Tuesday, March 11, 2014

True Detective - Two Points of Light



“Whoever fights monsters should see to it that in the process he does not become a monster. And if you gaze long enough into an abyss, the abyss will gaze back into you.” 

I thought it only fitting that TV's favorite Nihilist should honored with a quote from Nietzsche.  It is especially appropriate because as Rust Cohle reached his moment of triumph he was also reaching what could be defined as his nadir.  In defeating the monster he pursued he was also in danger of becoming that monster.

At the very least, Rust Cohle harbored thoughts of suicide.  In his quest to find "The King in Yellow" or as he is known by his more pedestrian name, Errol Childress, many of us thought that Cohle would also find his own end

I was foremost amongst them.  I felt for sure we had seen the last of Rust Cohle.  His trajectory seemed to be the one of a downward spiral despite his diligence and dedication.  There were many on the internet that felt True Detective betrayed itself with it's "sunny" ending.  How could a series that was so dark in nature be so uplifting in the end?

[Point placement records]
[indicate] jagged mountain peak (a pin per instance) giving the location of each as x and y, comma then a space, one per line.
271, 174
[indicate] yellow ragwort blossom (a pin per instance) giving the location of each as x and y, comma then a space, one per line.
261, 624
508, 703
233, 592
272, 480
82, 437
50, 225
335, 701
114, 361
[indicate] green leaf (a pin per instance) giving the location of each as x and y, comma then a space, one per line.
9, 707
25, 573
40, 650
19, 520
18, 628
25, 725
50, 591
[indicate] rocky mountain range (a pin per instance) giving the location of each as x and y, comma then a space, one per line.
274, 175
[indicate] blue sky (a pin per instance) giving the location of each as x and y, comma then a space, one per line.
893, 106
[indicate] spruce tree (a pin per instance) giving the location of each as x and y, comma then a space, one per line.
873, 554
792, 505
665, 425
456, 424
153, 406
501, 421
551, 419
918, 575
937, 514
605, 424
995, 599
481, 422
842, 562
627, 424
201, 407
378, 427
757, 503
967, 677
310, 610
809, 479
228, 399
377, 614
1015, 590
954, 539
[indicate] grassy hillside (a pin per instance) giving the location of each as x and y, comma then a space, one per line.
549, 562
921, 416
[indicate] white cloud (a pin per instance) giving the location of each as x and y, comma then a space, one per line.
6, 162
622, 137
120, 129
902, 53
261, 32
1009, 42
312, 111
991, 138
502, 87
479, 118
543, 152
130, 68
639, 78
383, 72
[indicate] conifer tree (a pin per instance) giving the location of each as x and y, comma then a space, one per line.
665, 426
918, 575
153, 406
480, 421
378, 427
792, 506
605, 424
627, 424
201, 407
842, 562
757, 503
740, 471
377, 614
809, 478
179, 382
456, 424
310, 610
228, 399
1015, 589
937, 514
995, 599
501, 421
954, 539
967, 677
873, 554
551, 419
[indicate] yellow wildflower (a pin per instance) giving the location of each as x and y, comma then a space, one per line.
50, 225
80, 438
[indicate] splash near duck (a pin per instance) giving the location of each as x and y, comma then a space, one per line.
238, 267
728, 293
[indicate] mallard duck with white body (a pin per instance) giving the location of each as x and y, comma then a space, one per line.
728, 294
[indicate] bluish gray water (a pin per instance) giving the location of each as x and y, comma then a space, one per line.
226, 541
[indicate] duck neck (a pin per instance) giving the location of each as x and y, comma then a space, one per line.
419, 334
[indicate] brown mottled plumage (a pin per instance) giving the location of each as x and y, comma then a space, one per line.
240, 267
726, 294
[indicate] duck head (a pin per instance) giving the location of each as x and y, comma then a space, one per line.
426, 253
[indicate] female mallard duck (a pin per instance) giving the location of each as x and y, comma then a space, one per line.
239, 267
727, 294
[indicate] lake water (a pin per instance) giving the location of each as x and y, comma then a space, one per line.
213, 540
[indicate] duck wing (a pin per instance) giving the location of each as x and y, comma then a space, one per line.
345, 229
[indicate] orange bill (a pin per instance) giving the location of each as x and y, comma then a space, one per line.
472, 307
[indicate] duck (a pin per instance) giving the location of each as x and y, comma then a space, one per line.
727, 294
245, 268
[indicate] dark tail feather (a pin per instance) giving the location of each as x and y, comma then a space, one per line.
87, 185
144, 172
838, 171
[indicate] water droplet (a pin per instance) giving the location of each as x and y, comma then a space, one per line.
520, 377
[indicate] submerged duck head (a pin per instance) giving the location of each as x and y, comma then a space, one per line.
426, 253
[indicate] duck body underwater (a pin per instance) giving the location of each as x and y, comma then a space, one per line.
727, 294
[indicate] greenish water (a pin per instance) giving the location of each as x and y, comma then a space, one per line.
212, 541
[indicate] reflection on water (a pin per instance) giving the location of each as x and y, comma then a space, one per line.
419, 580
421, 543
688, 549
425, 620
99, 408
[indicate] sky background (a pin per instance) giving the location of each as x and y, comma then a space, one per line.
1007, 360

• THE TASKS:
• a. Present the stretch of the records from the line containing "[indicate] greenish water" through the end of the records as a JSON list of strings, one string per line, with blank lines omitted.
• b. Extend the post about the True Detective finale, picking up after its final sentence.
The records bear no relation to the True Detective post.

• ANSWERS TO EACH TASK:
• a.
[
  "[indicate] greenish water (a pin per instance) giving the location of each as x and y, comma then a space, one per line.",
  "212, 541",
  "[indicate] reflection on water (a pin per instance) giving the location of each as x and y, comma then a space, one per line.",
  "419, 580",
  "421, 543",
  "688, 549",
  "425, 620",
  "99, 408",
  "[indicate] sky background (a pin per instance) giving the location of each as x and y, comma then a space, one per line.",
  "1007, 360"
]

• b.
I for one was relieved at the end.  I had prepared myself for the worst.  It did seem a little odd at first but the more I think about it the more I am able to accept it and agree with it.  This particular post will be in defense of that ending and of Rust Cohle in particular.

Some had guessed correctly this series was one of stories or better yet the stories we told ourselves.  I can't disagree with that but I think this was a tale more of transformation or better yet transcendence.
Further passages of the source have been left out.